Moda e arte, un secolo di Emilio Pucci

Dagli inizi al successo, ritratto dello stilista che sfidò i francesi

Pucci insieme ad una modella con la vista del Duomo alle spalle

Pucci insieme ad una modella con la vista del Duomo alle spalle

Firenze, 21 novembre 2014 - QUANDO lo andavo a trovare, negli ultimi anni di vita, dolorosi per la malattia che lo aveva colpito, trovavo Emilio Pucci con gli occhi che gli brillavano di emozione perchè dalla sua camera in Palazzo Pucci, in via de’ Pucci, all’ultimo piano, guardava sempre la cupola del Brunelleschi. E questa gioia di massima bellezza, insieme all’affetto immenso della sua famiglia, della moglie Cristina e dei figli Laudomia ed Alessandro, credo che gli abbia sempre riempito quelle giornate lunghe in cui avrà chissà quante volte ripensato alla vita trascorsa nel mondo, nella sua Firenze, coi suoi amici internazionali e colti, alle corse in bicicletta nel circuito magnifico dei palazzi storici fiorentini intorno al Duomo fino in Palazzo Vecchio dove per tanti anni aveva battagliato politicamente conservando sempre la sua innata eleganza ma anche una fermezza di idee che oggi potrebbe essere d’sempio a molti. E poi tutte le sfilate e i successi immensi per aver inventato uno stile unico e magnifico, dove fantasia e senso del colore erano immensi, le foto con le donne più belle del mondo e la forza di non essersi mai arreso davanti ad alcun compromesso che gli facesse perdere di vista, per puro guadagno, i suoi ideali di creatore eccelso e geniale. Tanti pensieri per una vita di sogno, magnifica, importante, piena di amore per uno sport allora davvero elitario come lo sci, ricca di conoscenze d’arte e di storia, bersagliata dalle insidie della guerra che lo ha visto eroe pluridecorato al valor militare e perseguitato dalla Gestapo per non aver mai voluto rivelare nulla sue diari di Ciano e soprattutto sul luogo dove si nascondeva Edda Ciano.   

GALANTUOMO sempre, immagine stessa della sua Firenze, città amatissima che gli piaceva raccontare ai grandi della Terra. Il Marchese Emilio Pucci di Barsento se oggi fosse ancora vivo avrebbe 100 anni. Perchè era nato il 20 novembre 1914 ma a Napoli, per esigenze familiari, proprio lui che era erede della famiglia Pucci che è nelle cronache della città fin dalla metà del 1200. E qui era subito tornato giovanissimo e soprattutto aveva colto al volo l’idea di Giovan Battista Giorgini di lanciare al sfida alla moda di Parigi partecipando già alla prima sfilata della moda italiana, nel febbraio 1951, lui giovanissimo e ancora poco conosciuto ma già portentoso creativo, uomo d’intuito eccezionale, bon vivant intelligente, ideatore di quei vestiti in jersey che tanto piacevano alle dive come Marilyn Monroe che fu infatti sepolta con un suo abito.

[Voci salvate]
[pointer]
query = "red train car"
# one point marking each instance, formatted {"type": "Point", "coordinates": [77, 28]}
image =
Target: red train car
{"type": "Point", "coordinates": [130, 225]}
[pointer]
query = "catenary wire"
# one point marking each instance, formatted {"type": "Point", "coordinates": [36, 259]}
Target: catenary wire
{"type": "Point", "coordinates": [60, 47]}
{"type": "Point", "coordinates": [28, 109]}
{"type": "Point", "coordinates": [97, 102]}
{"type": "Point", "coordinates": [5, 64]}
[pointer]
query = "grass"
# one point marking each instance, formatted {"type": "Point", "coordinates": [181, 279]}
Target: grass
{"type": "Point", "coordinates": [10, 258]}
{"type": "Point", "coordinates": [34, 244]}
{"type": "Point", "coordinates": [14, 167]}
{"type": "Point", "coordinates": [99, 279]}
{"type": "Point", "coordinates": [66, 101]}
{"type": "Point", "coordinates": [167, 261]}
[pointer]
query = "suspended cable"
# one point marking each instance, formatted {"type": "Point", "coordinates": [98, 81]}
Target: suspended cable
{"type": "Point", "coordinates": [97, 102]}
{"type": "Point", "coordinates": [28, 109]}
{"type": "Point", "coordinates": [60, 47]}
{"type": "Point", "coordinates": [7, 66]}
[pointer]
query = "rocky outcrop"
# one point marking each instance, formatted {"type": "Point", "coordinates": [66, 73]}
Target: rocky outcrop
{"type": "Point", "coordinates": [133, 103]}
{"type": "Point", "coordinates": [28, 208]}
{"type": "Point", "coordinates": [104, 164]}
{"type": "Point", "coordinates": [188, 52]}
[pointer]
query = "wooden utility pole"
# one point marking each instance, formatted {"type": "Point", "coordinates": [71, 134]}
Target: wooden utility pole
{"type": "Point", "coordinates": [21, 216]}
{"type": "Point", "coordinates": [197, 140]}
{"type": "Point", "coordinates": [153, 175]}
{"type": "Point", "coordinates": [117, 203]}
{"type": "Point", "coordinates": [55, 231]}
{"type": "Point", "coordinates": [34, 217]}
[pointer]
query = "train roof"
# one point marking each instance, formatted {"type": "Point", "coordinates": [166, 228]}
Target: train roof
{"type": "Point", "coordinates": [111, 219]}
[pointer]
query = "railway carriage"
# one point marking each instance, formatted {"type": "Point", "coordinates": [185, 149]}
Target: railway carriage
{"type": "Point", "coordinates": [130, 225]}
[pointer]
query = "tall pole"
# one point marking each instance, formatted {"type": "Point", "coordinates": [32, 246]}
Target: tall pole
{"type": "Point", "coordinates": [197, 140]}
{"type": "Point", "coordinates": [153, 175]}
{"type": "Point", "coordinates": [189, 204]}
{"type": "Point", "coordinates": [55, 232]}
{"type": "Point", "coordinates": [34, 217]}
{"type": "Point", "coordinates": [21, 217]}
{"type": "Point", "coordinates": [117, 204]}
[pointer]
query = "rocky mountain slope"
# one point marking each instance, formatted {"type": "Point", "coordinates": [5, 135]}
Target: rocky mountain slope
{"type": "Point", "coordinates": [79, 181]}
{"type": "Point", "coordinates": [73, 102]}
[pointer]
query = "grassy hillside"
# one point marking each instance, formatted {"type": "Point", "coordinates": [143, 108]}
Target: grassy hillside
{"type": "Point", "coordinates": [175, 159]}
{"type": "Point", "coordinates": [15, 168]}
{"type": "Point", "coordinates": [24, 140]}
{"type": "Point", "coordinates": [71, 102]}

DETTAGLI ESERCIZIO – Riporta il passo dell'articolo su Emilio Pucci che comincia con le parole "GALANTUOMO sempre, immagine" e termina dopo "un suo abito.", cambiando "Napoli" in "Genova". Le righe non hanno alcun ruolo in questo lavoro.

SOLUZIONE –
GALANTUOMO sempre, immagine stessa della sua Firenze, città amatissima che gli piaceva raccontare ai grandi della Terra. Il Marchese Emilio Pucci di Barsento se oggi fosse ancora vivo avrebbe 100 anni. Perchè era nato il 20 novembre 1914 ma a Genova, per esigenze familiari, proprio lui che era erede della famiglia Pucci che è nelle cronache della città fin dalla metà del 1200. E qui era subito tornato giovanissimo e soprattutto aveva colto al volo l’idea di Giovan Battista Giorgini di lanciare al sfida alla moda di Parigi partecipando già alla prima sfilata della moda italiana, nel febbraio 1951, lui giovanissimo e ancora poco conosciuto ma già portentoso creativo, uomo d’intuito eccezionale, bon vivant intelligente, ideatore di quei vestiti in jersey che tanto piacevano alle dive come Marilyn Monroe che fu infatti sepolta con un suo abito.